Location identification entries:
>>

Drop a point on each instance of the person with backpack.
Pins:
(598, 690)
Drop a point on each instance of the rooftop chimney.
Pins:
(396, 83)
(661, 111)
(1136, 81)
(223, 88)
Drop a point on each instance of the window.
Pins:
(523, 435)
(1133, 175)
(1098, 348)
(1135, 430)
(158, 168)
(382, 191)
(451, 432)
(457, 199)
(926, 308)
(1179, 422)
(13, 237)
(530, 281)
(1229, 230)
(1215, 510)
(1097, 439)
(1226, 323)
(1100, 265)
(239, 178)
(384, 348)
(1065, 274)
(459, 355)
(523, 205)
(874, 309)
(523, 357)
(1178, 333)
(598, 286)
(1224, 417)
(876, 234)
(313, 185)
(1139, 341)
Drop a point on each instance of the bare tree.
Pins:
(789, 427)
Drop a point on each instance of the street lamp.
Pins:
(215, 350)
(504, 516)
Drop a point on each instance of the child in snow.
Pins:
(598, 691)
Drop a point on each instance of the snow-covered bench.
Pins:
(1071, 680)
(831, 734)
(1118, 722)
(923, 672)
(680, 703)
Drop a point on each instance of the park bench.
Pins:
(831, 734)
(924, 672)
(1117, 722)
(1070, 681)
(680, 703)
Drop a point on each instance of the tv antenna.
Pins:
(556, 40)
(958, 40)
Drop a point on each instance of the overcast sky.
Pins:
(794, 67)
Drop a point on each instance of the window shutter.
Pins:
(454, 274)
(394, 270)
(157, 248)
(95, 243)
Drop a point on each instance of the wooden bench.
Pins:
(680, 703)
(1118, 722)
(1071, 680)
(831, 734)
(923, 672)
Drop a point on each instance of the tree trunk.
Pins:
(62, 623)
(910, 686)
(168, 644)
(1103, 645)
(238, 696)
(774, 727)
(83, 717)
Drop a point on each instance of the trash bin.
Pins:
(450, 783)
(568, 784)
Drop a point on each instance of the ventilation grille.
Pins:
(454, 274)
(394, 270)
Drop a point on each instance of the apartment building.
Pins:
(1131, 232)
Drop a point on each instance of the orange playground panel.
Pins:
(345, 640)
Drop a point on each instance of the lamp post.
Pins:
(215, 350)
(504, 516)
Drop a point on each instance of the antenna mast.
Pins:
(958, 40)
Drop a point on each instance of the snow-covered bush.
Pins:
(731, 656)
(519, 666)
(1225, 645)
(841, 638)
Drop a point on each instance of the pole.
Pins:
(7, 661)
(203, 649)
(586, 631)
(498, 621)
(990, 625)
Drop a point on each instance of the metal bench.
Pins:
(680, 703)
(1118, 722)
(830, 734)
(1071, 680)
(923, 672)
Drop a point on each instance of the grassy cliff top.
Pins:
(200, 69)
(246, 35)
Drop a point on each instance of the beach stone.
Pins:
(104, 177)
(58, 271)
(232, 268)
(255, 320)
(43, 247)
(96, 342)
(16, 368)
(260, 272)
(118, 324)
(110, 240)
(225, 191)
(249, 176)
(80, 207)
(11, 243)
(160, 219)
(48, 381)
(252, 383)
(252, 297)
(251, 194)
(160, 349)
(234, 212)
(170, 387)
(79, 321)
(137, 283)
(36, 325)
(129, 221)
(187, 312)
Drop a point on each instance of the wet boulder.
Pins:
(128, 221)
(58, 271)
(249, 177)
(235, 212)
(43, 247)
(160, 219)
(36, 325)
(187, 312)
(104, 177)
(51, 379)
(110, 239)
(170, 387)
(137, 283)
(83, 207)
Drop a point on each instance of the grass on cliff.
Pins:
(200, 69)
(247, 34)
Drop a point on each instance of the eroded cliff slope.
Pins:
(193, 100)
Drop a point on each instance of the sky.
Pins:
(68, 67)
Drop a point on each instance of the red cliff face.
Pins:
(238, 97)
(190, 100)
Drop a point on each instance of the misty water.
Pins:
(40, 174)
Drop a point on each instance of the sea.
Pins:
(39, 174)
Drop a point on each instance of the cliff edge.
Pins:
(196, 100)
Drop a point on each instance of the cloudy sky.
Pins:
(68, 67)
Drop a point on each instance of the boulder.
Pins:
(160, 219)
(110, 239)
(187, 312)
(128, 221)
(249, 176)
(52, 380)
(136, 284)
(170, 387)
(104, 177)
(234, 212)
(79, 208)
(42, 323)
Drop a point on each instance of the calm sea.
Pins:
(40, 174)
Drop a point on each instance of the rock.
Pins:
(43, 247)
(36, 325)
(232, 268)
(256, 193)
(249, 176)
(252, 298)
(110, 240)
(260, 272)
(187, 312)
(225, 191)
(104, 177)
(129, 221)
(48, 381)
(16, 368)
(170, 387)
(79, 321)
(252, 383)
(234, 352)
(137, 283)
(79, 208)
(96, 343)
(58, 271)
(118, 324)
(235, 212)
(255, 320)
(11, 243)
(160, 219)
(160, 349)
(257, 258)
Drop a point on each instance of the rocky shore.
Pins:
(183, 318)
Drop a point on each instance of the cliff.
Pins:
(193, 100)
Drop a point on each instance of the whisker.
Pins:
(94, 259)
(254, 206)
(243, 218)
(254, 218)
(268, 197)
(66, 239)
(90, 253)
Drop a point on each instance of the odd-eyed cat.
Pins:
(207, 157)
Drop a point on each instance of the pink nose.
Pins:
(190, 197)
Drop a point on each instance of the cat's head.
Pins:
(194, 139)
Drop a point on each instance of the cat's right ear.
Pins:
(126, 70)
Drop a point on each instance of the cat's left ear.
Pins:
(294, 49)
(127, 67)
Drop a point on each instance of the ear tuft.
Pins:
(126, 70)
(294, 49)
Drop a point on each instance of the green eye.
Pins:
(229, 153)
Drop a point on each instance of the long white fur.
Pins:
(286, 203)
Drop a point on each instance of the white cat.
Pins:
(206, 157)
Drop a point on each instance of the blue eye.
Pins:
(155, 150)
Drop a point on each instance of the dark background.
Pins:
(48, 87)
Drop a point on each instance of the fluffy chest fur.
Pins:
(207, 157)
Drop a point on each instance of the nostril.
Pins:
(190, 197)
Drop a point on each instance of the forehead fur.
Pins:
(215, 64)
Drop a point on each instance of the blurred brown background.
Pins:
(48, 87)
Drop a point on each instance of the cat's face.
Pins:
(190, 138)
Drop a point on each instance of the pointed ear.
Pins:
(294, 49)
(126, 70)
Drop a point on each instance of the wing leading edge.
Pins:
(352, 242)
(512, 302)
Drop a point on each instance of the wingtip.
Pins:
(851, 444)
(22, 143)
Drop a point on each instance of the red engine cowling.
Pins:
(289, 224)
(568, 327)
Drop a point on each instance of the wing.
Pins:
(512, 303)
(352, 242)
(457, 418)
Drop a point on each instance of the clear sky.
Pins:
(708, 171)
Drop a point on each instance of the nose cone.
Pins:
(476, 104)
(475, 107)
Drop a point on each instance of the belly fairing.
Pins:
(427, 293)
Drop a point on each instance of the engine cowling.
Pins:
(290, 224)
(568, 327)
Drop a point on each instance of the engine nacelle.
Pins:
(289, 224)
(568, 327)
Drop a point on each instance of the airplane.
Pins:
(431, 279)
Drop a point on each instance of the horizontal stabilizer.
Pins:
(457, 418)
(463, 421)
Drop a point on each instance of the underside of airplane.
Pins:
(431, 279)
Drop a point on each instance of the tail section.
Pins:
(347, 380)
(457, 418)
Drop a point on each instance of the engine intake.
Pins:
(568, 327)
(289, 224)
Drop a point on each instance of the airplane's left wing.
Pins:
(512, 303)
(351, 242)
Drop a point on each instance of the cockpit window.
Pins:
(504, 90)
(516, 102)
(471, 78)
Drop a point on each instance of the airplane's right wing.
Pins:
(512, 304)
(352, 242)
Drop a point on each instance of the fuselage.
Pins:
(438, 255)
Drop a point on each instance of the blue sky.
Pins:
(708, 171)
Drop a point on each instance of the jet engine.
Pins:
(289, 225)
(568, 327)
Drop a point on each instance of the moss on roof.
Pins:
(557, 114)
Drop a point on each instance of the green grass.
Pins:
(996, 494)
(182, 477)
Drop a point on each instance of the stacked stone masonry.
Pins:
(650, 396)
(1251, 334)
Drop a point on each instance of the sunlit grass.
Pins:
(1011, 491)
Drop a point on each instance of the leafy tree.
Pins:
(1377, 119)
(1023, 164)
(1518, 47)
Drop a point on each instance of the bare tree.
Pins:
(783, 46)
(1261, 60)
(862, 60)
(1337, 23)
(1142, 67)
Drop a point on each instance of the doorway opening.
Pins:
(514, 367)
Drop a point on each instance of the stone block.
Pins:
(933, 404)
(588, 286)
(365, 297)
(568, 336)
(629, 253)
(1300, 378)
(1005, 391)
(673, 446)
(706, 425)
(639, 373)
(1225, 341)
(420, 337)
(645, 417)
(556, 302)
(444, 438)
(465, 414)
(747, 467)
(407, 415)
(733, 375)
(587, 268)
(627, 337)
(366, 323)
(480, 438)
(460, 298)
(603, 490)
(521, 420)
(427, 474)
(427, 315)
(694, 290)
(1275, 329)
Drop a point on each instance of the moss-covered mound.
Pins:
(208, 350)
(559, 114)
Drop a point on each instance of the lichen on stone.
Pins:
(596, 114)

<<

Short task:
Reproduce everything in the listing above, from the line containing "Drop a point on each instance of the lichen" down to the end of the listing, without any changes.

Output of the exercise:
Drop a point on each instance of the lichen on stone.
Pins:
(596, 114)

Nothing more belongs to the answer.